• _PROVIDED MATERIAL_
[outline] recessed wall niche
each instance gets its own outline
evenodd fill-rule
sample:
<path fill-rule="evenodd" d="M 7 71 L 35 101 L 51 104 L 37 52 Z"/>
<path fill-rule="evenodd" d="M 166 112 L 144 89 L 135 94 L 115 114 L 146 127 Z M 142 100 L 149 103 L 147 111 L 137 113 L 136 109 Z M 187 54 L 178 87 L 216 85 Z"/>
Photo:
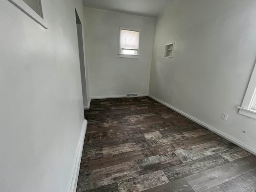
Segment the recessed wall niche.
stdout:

• _TASK OBJECTIVE_
Lay out all of the data above as a numbered list with one line per item, skipping any blank lines and leaving out the pictures.

• _RESPONSE TO THE EXERCISE_
1. [outline] recessed wall niche
2. each instance gets its own outline
3. evenodd fill-rule
4. sample:
5. <path fill-rule="evenodd" d="M 7 71 L 35 101 L 51 104 L 37 52 Z"/>
6. <path fill-rule="evenodd" d="M 166 112 L 144 89 L 135 94 L 115 114 L 146 127 Z M 142 100 L 149 103 L 147 111 L 137 113 L 136 109 Z M 187 54 L 178 87 L 216 85 Z"/>
7. Photo:
8. Segment the recessed wall niche.
9. stdout:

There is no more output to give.